▶ _WHAT THE EXERCISE ASKS_
Skip the pictures and repeat each line of the data exactly.

Items listed in a dataset
——
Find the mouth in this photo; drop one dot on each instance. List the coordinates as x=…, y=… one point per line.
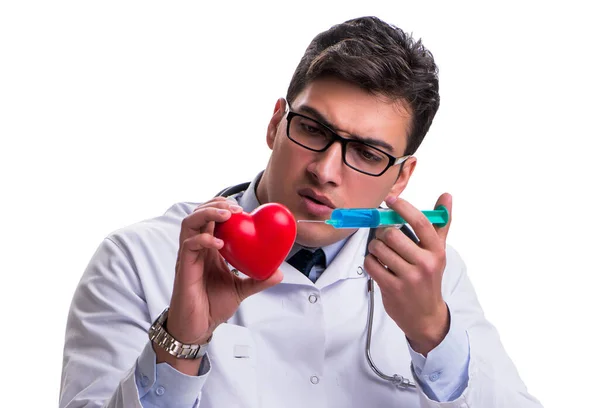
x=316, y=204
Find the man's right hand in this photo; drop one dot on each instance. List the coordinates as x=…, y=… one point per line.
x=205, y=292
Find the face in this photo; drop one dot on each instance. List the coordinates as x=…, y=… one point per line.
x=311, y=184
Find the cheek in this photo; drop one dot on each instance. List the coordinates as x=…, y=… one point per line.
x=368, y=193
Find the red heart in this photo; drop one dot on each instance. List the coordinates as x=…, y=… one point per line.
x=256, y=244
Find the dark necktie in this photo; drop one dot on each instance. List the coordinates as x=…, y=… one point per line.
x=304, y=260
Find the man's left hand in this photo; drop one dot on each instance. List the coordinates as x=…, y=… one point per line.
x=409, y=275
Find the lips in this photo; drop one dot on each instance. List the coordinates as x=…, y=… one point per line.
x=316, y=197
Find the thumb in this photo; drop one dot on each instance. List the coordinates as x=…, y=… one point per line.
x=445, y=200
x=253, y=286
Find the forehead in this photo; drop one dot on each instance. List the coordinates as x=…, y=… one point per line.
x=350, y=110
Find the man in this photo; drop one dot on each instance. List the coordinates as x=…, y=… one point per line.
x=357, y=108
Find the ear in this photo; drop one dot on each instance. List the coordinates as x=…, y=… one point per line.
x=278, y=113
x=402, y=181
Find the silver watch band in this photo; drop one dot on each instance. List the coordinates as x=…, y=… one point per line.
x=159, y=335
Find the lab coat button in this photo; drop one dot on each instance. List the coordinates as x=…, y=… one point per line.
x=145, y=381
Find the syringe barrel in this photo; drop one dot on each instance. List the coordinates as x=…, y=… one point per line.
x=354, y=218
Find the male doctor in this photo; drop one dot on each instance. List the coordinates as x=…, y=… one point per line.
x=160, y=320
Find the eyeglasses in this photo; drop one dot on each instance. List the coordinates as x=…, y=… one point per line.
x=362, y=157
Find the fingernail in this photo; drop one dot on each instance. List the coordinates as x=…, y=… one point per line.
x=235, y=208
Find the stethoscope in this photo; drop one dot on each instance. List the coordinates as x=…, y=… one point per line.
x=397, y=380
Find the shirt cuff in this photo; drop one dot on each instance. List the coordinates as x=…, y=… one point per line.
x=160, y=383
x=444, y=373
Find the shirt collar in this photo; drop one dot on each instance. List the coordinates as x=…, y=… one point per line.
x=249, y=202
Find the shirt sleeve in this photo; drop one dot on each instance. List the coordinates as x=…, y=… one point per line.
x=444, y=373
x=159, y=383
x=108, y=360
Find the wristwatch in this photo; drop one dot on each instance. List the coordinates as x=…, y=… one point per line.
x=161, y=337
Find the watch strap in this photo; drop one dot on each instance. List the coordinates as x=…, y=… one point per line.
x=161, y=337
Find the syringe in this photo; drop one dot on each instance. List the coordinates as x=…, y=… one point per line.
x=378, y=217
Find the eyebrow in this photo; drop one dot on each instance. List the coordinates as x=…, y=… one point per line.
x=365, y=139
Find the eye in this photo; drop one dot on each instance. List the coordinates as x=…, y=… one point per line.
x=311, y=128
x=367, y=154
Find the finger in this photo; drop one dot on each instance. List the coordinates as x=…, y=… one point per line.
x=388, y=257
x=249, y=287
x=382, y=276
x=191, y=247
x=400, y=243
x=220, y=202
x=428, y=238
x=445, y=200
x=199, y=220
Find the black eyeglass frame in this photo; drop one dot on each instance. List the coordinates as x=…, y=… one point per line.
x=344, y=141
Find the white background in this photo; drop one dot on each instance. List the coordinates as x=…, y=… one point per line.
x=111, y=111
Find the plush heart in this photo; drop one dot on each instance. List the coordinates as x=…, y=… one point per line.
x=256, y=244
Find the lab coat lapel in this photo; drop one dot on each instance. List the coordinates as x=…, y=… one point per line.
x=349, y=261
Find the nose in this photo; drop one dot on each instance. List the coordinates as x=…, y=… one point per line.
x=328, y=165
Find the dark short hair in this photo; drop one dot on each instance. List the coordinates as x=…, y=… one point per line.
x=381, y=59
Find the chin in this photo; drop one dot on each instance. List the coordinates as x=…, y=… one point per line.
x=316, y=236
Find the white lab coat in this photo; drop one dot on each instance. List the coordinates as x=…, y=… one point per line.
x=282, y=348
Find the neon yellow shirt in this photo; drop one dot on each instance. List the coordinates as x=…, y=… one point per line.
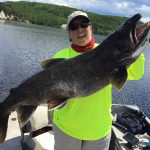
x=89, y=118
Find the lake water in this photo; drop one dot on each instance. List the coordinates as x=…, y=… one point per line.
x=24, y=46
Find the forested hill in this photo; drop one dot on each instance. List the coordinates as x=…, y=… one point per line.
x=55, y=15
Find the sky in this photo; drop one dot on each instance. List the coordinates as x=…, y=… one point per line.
——
▶ _ANSWER TO THE PROBLEM_
Find the mouth in this photo; drop one dot on each instance. List the coordinates as x=…, y=… one point per line.
x=316, y=204
Find the man's right hand in this photo; drop one dot on each instance. List the coordinates as x=…, y=… one point per line.
x=205, y=292
Find the face in this photo; drop one dot on each instance. List the coordinates as x=…, y=… one point per line.
x=311, y=184
Find the cheek in this photo; drop one dot on each instance. List the coordinates as x=…, y=… one point per line.
x=368, y=193
Find the red heart in this photo; drop one dot on each instance. List the coordinates as x=…, y=… one point per line.
x=256, y=244
Find the dark necktie in this photo; drop one dot on each instance. List the coordinates as x=…, y=… one point per line.
x=304, y=260
Find the man's left hand in this photo; drop one dot on each instance. List the coordinates as x=…, y=… one point per line.
x=409, y=275
Find the lips in this photo; drop one dot on each instance. List the coordinates as x=…, y=… one point per line.
x=316, y=197
Find the thumb in this photo; drop one dot on each instance. List the coordinates as x=…, y=… one point per line.
x=445, y=200
x=253, y=286
Find the forehead in this photo; drop one dot on each instance. List the coordinates as x=…, y=… one point per line.
x=350, y=110
Find the man in this photo; drop one dot on each instance. List the coordinates as x=…, y=… one point per line.
x=357, y=108
Find the ear in this photo; drop one dot on each instance. List the coordinates as x=…, y=… one point per line.
x=278, y=113
x=402, y=181
Find the silver watch band in this photo; drop one dot on each instance. List the coordinates as x=…, y=… one point per line.
x=159, y=335
Find the lab coat button in this photo; drop one dot on each instance. List the coordinates as x=…, y=… one point per line.
x=145, y=381
Find the syringe barrel in this photo; drop one dot on each instance. List the coordinates as x=…, y=… one point per line.
x=354, y=218
Find the male doctor in this photo; drop one dot on each instance. List the coordinates as x=…, y=… one point per line.
x=160, y=320
Find the eyeglasses in this photo; drop one dot on each instance. List the coordinates as x=…, y=… one point per line.
x=362, y=157
Find the fingernail in this photo; drop one dot on each instance. List the coordinates as x=…, y=… one point per line.
x=235, y=208
Find the stethoscope in this photo; drop one dot on each instance. List the coordinates as x=…, y=… one point per line.
x=397, y=380
Find the shirt cuff in this photo; drop one dot on each instance. List the coordinates as x=…, y=… one point per line.
x=160, y=383
x=444, y=373
Find the shirt collar in this photo; drop one dot on each instance. List the coordinates as x=…, y=… one point per line.
x=249, y=202
Find the shirt sleeve in this photo; drop one dot on each instance. List the coordinates as x=…, y=… one point per line.
x=444, y=373
x=159, y=383
x=108, y=360
Find the wristwatch in this photo; drop one dot on each instance. List the coordinates as x=…, y=… one point per line.
x=161, y=337
Find the watch strap in this photo; drop one dot on each instance. List the coordinates as x=…, y=… one point per line.
x=161, y=337
Find the syringe in this photo; drop one dot on each instance. List the coordinates as x=…, y=… one point per line.
x=378, y=217
Find the eyebrow in this photo; drop one dot on each instance. List the coordinates as x=…, y=… one point per line.
x=365, y=139
Find the eye in this photo; drop one dot on each instance. List the coordinates as x=…, y=… one point per line.
x=311, y=128
x=367, y=154
Find the finger in this photo; drop one dot on each instance. List the coordinates as x=…, y=… one point per line.
x=388, y=257
x=249, y=287
x=382, y=276
x=191, y=247
x=400, y=243
x=220, y=202
x=428, y=238
x=445, y=200
x=199, y=220
Find the black eyeglass frame in this photo; drop one dot on each instance. List the coordinates as x=…, y=… one point per line.
x=344, y=141
Find the white background in this photo; drop one dot on each instance. List the coordinates as x=…, y=… one point per line.
x=111, y=111
Find the plush heart in this photo; drop one dot on each instance. List the coordinates as x=…, y=… one point per line.
x=256, y=244
Find the lab coat lapel in this photo; drop one dot on each instance. List the coordinates as x=…, y=… one point per line.
x=349, y=261
Find the nose in this photo; drop one dot on each instance. List the coordinates as x=…, y=… one point per line.
x=328, y=165
Find the dark short hair in this photo; drop one dot on each instance. List the coordinates as x=…, y=… one point per line.
x=381, y=59
Find the chin in this photo; drop one dot on each instance. List the coordinates as x=…, y=… one point per line.
x=316, y=236
Find the white lab coat in this photo; drop one dot on each instance. List the coordinates as x=…, y=… one point per line.
x=282, y=348
Find the neon yellow shirt in this photo; drop one dot on each instance. List the coordinates as x=…, y=… one point per line.
x=89, y=118
Find the lake water in this photo; drop one dot on each instance. List the coordinates as x=…, y=… one point per line.
x=24, y=46
Find the forested hill in this photo; drop one dot on each instance. List the coordinates as x=…, y=… one point per line.
x=55, y=15
Find the sky in this photo; drop one dot on each instance. List the coordinates as x=…, y=… one point per line.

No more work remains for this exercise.